* Start ENTRIES SHOWN *
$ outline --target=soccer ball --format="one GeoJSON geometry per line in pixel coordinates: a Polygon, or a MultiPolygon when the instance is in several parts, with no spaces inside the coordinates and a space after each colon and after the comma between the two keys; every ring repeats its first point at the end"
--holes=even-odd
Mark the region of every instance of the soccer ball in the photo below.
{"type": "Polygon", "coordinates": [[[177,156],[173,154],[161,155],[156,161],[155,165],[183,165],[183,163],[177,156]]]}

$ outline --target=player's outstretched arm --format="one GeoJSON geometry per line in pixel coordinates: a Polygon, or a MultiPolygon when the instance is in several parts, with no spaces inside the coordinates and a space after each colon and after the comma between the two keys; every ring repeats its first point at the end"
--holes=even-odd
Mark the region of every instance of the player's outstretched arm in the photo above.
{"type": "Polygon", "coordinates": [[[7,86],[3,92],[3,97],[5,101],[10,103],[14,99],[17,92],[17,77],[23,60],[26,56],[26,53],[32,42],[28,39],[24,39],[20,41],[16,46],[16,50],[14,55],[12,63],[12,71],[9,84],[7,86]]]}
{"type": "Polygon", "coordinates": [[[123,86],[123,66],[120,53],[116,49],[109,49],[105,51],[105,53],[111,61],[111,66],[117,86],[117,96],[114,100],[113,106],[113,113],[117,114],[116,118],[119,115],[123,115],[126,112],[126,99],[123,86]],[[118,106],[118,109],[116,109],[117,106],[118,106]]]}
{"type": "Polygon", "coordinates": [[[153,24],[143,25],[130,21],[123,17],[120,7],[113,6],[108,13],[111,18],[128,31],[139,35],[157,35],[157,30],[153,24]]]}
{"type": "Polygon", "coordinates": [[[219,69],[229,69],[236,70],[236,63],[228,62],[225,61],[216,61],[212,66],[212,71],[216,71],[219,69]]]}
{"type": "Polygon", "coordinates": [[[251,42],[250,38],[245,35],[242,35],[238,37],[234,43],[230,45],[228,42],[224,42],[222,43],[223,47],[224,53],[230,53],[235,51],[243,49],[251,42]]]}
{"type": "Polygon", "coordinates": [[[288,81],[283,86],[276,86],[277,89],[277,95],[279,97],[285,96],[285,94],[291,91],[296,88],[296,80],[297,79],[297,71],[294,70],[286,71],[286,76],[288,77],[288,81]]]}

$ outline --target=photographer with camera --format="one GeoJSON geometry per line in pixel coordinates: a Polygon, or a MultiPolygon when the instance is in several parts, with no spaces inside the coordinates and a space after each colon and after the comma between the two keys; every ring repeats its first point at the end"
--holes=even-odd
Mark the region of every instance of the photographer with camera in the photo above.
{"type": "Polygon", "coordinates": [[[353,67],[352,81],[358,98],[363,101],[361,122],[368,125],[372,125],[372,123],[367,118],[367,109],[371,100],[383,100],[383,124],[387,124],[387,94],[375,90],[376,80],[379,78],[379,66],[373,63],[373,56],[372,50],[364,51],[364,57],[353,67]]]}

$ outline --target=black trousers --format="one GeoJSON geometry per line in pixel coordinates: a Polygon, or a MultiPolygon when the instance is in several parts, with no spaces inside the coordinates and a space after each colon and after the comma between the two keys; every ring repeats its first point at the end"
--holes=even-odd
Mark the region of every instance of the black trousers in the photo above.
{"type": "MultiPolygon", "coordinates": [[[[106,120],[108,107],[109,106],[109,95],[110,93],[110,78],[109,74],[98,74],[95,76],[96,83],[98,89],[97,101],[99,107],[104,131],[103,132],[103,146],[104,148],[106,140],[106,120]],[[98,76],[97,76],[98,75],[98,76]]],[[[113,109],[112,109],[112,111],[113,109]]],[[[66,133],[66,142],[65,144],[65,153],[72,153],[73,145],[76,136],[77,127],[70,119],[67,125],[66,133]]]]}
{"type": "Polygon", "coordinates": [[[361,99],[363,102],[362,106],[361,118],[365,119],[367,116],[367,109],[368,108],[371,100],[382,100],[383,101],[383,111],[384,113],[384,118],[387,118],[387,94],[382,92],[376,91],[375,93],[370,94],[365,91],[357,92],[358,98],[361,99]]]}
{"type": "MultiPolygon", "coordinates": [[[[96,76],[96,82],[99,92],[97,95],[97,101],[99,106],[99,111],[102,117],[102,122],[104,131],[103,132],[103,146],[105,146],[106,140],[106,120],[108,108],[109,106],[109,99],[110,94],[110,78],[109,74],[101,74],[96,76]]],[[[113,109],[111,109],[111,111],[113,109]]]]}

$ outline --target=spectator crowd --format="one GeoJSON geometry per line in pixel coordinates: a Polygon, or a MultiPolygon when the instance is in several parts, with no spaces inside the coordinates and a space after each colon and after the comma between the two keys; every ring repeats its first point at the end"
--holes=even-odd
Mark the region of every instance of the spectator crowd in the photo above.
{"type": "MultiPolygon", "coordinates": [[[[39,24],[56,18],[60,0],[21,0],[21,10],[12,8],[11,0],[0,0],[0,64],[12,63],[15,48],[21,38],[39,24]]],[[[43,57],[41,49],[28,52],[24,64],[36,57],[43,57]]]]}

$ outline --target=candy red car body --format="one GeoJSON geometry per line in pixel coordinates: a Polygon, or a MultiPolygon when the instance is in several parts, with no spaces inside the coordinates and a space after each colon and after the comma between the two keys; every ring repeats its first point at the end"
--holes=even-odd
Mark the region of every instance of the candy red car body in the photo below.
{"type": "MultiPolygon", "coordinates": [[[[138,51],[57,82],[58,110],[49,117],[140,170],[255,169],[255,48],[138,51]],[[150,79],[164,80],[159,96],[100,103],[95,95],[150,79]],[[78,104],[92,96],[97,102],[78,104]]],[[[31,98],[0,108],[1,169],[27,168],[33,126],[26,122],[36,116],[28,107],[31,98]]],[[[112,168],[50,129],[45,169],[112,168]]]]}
* End ENTRIES SHOWN *
__DIRECTION__. Repeat every entry exactly as written above.

__ANSWER FOR THE TASK__.
$ outline --target=soccer ball --format="one GeoJSON geometry per line in pixel coordinates: a Polygon, or a MultiPolygon when the instance is in several parts, with no spaces inside the coordinates and a space after each colon and after the comma between the two keys; every ring repeats its first point at the end"
--holes=even-odd
Mark the region of every instance of the soccer ball in the photo below.
{"type": "Polygon", "coordinates": [[[177,156],[173,154],[161,155],[156,161],[155,165],[183,165],[183,163],[177,156]]]}

$ outline --target=player's outstretched arm --format="one GeoJSON geometry per line in pixel coordinates: a Polygon, or a MultiPolygon when the instance is in several parts, with no spaces inside the coordinates and a space after each colon and after the comma between the two keys; every ring repeats its first point at the end"
--holes=even-odd
Mark the region of every instance of the player's outstretched arm in the photo above.
{"type": "Polygon", "coordinates": [[[7,86],[3,92],[3,97],[5,101],[10,103],[14,99],[17,92],[17,77],[23,60],[26,56],[26,53],[32,42],[28,39],[24,39],[20,41],[16,46],[16,50],[14,55],[12,63],[12,71],[9,84],[7,86]]]}
{"type": "Polygon", "coordinates": [[[123,86],[123,66],[120,53],[116,49],[109,49],[105,51],[105,53],[111,61],[111,66],[117,86],[117,96],[114,100],[113,106],[113,113],[117,114],[116,118],[119,115],[123,115],[126,112],[126,99],[123,86]],[[118,106],[118,109],[116,109],[117,106],[118,106]]]}
{"type": "Polygon", "coordinates": [[[153,24],[143,25],[130,21],[123,17],[120,7],[113,6],[108,13],[111,18],[128,31],[139,35],[157,35],[157,30],[153,24]]]}
{"type": "Polygon", "coordinates": [[[219,69],[229,69],[236,70],[236,63],[228,62],[225,61],[216,61],[212,66],[212,71],[216,71],[219,69]]]}
{"type": "Polygon", "coordinates": [[[251,42],[250,38],[245,35],[242,35],[238,37],[234,43],[230,45],[228,42],[224,42],[222,43],[223,47],[224,53],[230,53],[235,51],[243,49],[251,42]]]}
{"type": "Polygon", "coordinates": [[[288,81],[283,86],[276,86],[277,89],[277,95],[279,97],[285,96],[285,94],[291,91],[296,88],[296,80],[297,79],[297,71],[294,70],[286,71],[286,76],[288,77],[288,81]]]}

$ outline --target=photographer with camera --format="one GeoJSON geometry per line in pixel coordinates: a Polygon, or a MultiPolygon when the instance is in several parts, with no spaces inside the coordinates and a space after each colon and after the comma between the two keys; every ring repeats its first point at the end"
--holes=even-odd
Mark the region of every instance of the photographer with camera in the photo above.
{"type": "Polygon", "coordinates": [[[353,67],[352,81],[358,98],[363,101],[361,122],[368,125],[372,125],[372,123],[367,118],[367,109],[371,100],[383,100],[383,124],[387,124],[387,94],[375,90],[376,80],[379,78],[379,66],[373,63],[373,56],[372,50],[364,51],[364,57],[353,67]]]}

$ outline --target=black trousers --format="one GeoJSON geometry per line in pixel coordinates: a Polygon, or a MultiPolygon when the instance is in several parts, with no spaces inside the coordinates and a space after each colon and after the comma between the two keys; every ring repeats its first point at the end"
--holes=even-odd
Mark the region of every instance of the black trousers in the photo above.
{"type": "MultiPolygon", "coordinates": [[[[106,120],[108,107],[109,106],[109,95],[110,93],[110,78],[109,74],[98,74],[95,76],[96,83],[98,89],[97,101],[99,107],[104,131],[103,132],[103,146],[104,148],[106,140],[106,120]],[[98,76],[97,76],[98,75],[98,76]]],[[[113,109],[112,109],[112,111],[113,109]]],[[[66,133],[66,142],[65,144],[65,153],[72,153],[73,145],[76,136],[77,127],[70,119],[67,125],[66,133]]]]}
{"type": "Polygon", "coordinates": [[[361,99],[363,102],[362,106],[361,118],[365,119],[367,116],[367,109],[368,108],[371,100],[382,100],[383,101],[383,111],[384,113],[384,118],[387,118],[387,94],[382,92],[376,91],[375,93],[370,94],[365,91],[357,92],[358,98],[361,99]]]}
{"type": "MultiPolygon", "coordinates": [[[[96,76],[96,82],[99,92],[97,95],[97,101],[99,106],[99,111],[102,117],[102,122],[104,131],[103,132],[103,146],[105,146],[106,140],[106,120],[108,108],[109,106],[109,99],[110,94],[110,78],[109,74],[101,74],[96,76]]],[[[113,109],[111,109],[111,111],[113,109]]]]}

$ outline --target=spectator crowd --format="one GeoJSON geometry per line in pixel coordinates: a Polygon, or a MultiPolygon when the instance is in several parts, with no spaces inside the coordinates and a space after each colon and after the comma between the two keys; every ring repeats its first point at the end"
--holes=even-odd
Mark the region of every instance of the spectator crowd in the photo above.
{"type": "MultiPolygon", "coordinates": [[[[39,24],[56,18],[60,0],[21,0],[21,10],[12,8],[11,0],[0,0],[0,64],[12,63],[15,48],[21,38],[39,24]]],[[[43,57],[41,49],[28,52],[24,64],[36,57],[43,57]]]]}

$ outline --target=candy red car body --format="one GeoJSON geometry per line in pixel coordinates: a Polygon, or a MultiPolygon when the instance is in several parts, with no spaces inside the coordinates and a space after each colon and after the comma between the two keys; every ring repeats its first point at the end"
--holes=even-odd
Mark the region of every instance of the candy red car body in the photo below.
{"type": "MultiPolygon", "coordinates": [[[[138,51],[57,82],[58,110],[49,117],[140,170],[255,169],[255,48],[138,51]],[[150,79],[164,80],[159,96],[100,103],[95,95],[150,79]],[[78,104],[92,96],[97,102],[78,104]]],[[[31,98],[0,108],[1,169],[27,168],[33,126],[26,122],[36,116],[28,107],[31,98]]],[[[112,168],[50,129],[45,169],[112,168]]]]}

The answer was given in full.